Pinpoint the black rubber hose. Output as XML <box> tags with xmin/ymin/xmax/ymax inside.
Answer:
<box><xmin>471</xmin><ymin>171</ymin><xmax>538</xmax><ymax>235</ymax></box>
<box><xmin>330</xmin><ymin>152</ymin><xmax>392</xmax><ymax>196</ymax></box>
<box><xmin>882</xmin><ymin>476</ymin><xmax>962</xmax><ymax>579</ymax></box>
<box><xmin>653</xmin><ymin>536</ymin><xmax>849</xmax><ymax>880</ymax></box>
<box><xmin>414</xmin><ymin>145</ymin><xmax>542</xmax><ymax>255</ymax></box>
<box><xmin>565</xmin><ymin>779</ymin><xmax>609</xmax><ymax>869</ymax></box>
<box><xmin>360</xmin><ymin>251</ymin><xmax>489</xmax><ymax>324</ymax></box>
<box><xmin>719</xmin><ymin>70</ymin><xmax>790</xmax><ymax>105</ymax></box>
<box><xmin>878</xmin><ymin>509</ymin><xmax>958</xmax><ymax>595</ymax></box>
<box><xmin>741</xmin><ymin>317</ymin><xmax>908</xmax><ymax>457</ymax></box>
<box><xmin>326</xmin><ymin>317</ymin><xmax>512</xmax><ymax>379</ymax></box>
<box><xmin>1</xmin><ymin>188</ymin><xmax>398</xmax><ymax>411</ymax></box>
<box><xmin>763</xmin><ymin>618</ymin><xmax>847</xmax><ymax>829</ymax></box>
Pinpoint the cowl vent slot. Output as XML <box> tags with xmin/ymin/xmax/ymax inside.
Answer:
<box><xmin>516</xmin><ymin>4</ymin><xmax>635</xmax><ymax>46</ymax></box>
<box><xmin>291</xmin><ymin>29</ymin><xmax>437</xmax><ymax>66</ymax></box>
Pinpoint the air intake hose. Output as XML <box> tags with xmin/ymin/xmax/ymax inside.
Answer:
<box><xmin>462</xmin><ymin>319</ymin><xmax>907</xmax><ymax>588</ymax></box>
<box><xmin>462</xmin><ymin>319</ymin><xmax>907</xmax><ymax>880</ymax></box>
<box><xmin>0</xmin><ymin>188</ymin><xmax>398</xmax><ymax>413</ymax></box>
________________________
上のエントリを全部、一字一句変えずにそのまま出力してください。

出力結果:
Pinpoint the black rubber hose. Output as XML <box> tags with xmin/ymin/xmax/ymax inside.
Answer:
<box><xmin>471</xmin><ymin>171</ymin><xmax>538</xmax><ymax>235</ymax></box>
<box><xmin>330</xmin><ymin>152</ymin><xmax>392</xmax><ymax>196</ymax></box>
<box><xmin>882</xmin><ymin>476</ymin><xmax>962</xmax><ymax>579</ymax></box>
<box><xmin>653</xmin><ymin>536</ymin><xmax>849</xmax><ymax>880</ymax></box>
<box><xmin>414</xmin><ymin>145</ymin><xmax>542</xmax><ymax>255</ymax></box>
<box><xmin>565</xmin><ymin>779</ymin><xmax>609</xmax><ymax>869</ymax></box>
<box><xmin>360</xmin><ymin>251</ymin><xmax>489</xmax><ymax>324</ymax></box>
<box><xmin>719</xmin><ymin>70</ymin><xmax>790</xmax><ymax>105</ymax></box>
<box><xmin>878</xmin><ymin>509</ymin><xmax>958</xmax><ymax>595</ymax></box>
<box><xmin>741</xmin><ymin>317</ymin><xmax>908</xmax><ymax>457</ymax></box>
<box><xmin>326</xmin><ymin>317</ymin><xmax>512</xmax><ymax>379</ymax></box>
<box><xmin>1</xmin><ymin>188</ymin><xmax>398</xmax><ymax>411</ymax></box>
<box><xmin>763</xmin><ymin>618</ymin><xmax>847</xmax><ymax>829</ymax></box>
Pinpoint the cowl vent slot. Output as XML <box> tags with xmin/ymin/xmax/ymax inside.
Answer:
<box><xmin>516</xmin><ymin>4</ymin><xmax>635</xmax><ymax>46</ymax></box>
<box><xmin>291</xmin><ymin>29</ymin><xmax>437</xmax><ymax>66</ymax></box>
Pinpoint the air intake hose. Output as XML <box> tags with xmin/ymin/xmax/ymax inside.
Answer:
<box><xmin>462</xmin><ymin>319</ymin><xmax>907</xmax><ymax>588</ymax></box>
<box><xmin>462</xmin><ymin>319</ymin><xmax>907</xmax><ymax>880</ymax></box>
<box><xmin>0</xmin><ymin>188</ymin><xmax>398</xmax><ymax>413</ymax></box>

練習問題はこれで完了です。